#### Your instructions
Exactly reproduce the lines beginning with the line that includes "The call MUST return, for every instance of the utility" and ending with the last line of the data.
# Start of Recorded information
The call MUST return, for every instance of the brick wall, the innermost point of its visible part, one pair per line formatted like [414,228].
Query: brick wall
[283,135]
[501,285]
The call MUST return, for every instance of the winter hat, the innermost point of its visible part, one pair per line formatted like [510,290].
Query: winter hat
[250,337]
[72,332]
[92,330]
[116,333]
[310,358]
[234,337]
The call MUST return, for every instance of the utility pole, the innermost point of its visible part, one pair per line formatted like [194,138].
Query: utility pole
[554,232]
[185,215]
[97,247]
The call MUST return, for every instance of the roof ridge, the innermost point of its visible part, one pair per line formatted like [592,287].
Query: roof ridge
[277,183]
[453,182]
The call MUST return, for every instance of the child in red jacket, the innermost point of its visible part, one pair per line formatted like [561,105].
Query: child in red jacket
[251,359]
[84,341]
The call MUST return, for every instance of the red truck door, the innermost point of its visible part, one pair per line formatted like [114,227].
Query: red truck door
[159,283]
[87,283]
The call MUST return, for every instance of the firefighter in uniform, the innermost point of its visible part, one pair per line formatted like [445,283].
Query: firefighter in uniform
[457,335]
# End of Recorded information
#### Task answer
The call MUST return, for every instance of the utility pole, the innermost point of its visible part, one pair per line formatted like [194,138].
Query: utility pole
[554,232]
[185,215]
[97,247]
The call MUST return, for every instance of the roof ridge, the innermost point of its visible part, one pair per line formatted like [592,287].
Query: roof ridge
[277,183]
[453,182]
The call MUST return, for every instance of the child in red jacket, the innermost point of its visible part, one pair per line formatted like [561,105].
Query: child in red jacket
[251,359]
[84,341]
The call MUST return, for every instance of the red truck door, the innermost point of its visible part, one pair per line formatted like [114,227].
Query: red truck door
[159,283]
[87,283]
The call MUST return, for every instance of the firefighter in uniform, the innermost point of its visible part, one pair per line formatted like [445,283].
Query: firefighter in uniform
[457,335]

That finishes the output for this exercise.